--- Start STORED DATA ---

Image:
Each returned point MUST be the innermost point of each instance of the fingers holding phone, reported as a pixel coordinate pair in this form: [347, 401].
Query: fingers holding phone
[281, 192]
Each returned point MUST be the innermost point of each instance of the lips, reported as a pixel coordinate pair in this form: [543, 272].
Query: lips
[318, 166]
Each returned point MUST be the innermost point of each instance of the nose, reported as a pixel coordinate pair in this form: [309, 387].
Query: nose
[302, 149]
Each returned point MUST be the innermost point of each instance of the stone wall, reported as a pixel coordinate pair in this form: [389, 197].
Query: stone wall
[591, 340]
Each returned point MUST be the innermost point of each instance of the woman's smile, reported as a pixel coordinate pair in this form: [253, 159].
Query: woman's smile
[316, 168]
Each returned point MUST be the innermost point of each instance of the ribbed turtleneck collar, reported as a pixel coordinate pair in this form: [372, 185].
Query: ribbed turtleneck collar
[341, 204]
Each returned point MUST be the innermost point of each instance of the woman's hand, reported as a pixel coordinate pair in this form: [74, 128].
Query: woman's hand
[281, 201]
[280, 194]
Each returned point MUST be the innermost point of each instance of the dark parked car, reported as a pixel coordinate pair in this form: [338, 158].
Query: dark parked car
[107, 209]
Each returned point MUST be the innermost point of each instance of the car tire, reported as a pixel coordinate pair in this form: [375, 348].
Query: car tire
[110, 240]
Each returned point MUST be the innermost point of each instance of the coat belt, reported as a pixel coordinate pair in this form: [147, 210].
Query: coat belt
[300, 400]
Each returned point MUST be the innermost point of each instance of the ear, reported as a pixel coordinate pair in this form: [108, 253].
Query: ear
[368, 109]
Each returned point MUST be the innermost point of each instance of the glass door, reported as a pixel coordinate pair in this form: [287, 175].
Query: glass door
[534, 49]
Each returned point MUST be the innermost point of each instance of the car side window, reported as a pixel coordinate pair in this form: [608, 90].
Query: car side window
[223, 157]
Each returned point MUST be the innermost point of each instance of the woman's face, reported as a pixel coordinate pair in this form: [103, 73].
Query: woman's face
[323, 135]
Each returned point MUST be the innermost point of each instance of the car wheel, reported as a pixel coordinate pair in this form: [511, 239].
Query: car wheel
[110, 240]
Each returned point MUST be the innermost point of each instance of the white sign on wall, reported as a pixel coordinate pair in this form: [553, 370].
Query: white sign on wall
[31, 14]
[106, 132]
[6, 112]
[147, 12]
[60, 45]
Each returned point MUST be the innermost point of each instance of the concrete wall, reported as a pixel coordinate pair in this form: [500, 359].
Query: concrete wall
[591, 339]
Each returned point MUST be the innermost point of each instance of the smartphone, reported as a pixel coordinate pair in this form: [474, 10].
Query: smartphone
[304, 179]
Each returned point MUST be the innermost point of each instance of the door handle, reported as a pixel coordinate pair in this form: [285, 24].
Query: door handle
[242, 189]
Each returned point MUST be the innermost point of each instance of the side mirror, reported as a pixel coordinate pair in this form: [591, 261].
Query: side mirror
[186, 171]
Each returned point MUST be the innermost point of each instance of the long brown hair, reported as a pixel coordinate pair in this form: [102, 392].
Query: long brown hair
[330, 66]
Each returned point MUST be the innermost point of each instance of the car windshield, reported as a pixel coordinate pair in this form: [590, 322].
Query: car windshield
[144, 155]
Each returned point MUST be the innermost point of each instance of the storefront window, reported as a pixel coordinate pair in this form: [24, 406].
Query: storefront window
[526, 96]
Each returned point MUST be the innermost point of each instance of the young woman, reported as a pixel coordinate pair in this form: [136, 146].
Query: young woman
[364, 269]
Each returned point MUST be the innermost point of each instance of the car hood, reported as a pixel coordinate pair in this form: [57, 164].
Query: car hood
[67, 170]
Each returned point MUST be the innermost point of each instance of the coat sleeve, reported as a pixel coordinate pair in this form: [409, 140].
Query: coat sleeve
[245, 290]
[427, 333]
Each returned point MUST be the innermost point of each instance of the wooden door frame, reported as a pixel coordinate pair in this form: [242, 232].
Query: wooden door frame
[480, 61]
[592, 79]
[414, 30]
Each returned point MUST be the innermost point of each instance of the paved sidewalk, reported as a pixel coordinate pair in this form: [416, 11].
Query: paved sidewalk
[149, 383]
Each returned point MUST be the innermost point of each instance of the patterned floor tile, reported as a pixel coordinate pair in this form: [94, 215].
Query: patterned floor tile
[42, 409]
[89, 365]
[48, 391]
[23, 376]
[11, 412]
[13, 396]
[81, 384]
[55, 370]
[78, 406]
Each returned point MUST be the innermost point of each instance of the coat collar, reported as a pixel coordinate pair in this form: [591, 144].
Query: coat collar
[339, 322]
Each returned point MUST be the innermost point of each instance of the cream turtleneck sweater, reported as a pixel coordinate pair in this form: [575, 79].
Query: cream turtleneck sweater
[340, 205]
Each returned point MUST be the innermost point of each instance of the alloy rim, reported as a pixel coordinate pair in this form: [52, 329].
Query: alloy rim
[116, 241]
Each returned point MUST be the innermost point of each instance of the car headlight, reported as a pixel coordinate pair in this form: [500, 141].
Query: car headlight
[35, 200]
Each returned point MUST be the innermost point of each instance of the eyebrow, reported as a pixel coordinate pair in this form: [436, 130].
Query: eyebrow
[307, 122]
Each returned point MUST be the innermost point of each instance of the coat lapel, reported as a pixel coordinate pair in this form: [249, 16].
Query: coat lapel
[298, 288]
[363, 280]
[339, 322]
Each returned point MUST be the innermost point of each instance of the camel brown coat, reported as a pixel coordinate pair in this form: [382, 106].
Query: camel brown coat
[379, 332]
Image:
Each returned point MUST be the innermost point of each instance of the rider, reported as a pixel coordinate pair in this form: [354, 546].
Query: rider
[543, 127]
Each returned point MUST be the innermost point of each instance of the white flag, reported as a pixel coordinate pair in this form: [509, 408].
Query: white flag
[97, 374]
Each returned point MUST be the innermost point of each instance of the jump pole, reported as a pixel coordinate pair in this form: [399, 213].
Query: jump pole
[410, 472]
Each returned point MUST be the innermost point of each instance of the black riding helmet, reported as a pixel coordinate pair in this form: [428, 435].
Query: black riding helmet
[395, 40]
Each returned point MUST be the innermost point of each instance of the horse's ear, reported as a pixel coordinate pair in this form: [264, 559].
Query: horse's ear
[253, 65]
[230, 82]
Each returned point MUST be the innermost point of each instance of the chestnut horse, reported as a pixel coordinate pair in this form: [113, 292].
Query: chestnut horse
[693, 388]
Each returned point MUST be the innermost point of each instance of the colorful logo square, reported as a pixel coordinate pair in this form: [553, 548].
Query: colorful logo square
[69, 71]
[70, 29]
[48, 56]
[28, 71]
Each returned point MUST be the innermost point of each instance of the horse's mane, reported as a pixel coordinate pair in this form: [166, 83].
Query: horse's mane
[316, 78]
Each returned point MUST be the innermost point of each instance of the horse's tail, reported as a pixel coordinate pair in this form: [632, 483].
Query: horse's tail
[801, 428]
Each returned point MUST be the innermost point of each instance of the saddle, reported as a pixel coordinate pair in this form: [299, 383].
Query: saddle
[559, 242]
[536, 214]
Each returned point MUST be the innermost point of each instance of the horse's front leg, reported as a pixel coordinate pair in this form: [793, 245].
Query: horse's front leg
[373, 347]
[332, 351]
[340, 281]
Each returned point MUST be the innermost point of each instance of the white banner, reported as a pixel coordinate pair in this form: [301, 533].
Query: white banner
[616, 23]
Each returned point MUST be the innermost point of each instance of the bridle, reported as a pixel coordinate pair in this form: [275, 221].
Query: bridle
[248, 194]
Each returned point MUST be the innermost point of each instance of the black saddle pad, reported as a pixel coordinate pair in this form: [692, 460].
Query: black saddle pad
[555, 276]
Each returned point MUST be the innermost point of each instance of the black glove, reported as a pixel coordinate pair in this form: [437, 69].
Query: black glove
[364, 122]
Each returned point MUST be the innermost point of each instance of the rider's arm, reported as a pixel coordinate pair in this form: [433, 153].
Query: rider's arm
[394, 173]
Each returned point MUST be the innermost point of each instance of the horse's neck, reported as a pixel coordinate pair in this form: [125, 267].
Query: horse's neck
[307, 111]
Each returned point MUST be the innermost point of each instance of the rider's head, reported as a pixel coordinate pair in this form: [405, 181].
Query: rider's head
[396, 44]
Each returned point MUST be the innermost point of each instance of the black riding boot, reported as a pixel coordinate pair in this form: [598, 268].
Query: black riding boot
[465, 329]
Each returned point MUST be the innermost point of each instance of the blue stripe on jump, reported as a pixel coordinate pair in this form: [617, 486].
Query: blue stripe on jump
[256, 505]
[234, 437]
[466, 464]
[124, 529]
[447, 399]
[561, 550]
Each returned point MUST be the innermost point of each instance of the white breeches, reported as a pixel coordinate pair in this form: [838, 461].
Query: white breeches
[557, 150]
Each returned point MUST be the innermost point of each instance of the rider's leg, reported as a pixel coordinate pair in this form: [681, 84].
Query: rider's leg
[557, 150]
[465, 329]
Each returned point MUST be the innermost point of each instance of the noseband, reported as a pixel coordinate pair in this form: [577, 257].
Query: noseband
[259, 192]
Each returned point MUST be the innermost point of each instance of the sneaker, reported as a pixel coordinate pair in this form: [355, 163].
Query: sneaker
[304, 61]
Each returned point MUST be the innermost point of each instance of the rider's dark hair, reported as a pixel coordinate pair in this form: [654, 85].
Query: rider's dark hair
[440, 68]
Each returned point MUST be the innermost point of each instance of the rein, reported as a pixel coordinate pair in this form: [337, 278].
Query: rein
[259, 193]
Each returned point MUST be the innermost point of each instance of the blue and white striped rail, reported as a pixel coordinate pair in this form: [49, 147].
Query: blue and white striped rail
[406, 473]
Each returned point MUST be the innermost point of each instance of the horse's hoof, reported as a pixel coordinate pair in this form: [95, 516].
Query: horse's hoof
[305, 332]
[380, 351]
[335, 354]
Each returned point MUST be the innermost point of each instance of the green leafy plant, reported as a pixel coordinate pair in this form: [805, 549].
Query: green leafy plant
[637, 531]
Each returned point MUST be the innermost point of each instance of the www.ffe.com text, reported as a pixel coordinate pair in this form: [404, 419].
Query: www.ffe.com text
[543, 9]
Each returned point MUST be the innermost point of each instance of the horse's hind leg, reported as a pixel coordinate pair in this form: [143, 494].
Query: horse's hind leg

--- End STORED DATA ---

▸ **WHAT YOU HAVE TO DO**: Only the lines from the one containing "form: [654, 85]." to the end of the data should be printed, exactly as they stand.

▸ **CORRECT OUTPUT**:
Each returned point MUST be the innermost point of each instance of the rider's dark hair, reported as a pixel coordinate pair in this form: [654, 85].
Query: rider's dark hair
[440, 68]
Each returned point MUST be the innermost point of each instance of the rein, reported as a pixel coordinate pair in this form: [337, 278].
Query: rein
[259, 193]
Each returned point MUST be the innermost point of each instance of the blue and white striped rail, reported as a pixel coordinate pair in this form: [49, 147].
Query: blue and white striped rail
[406, 473]
Each returned point MUST be the innermost point of each instance of the horse's hoof, reported as a pixel coordinate pair in this form: [95, 516].
Query: horse's hoof
[305, 332]
[380, 351]
[335, 354]
Each returned point MUST be the innermost point of each instance of the green leafy plant, reported as a pixel coordinate pair in this form: [805, 549].
Query: green leafy plant
[637, 531]
Each returned point MUST be the innermost point of each instance of the www.ffe.com text, reported as a pixel coordinate pair in this form: [404, 419].
Query: www.ffe.com text
[543, 9]
Each returned point MUST be the innermost point of each instance of the horse's hind leg, reported as a pixel coordinate pair in this form: [143, 494].
Query: horse's hind leg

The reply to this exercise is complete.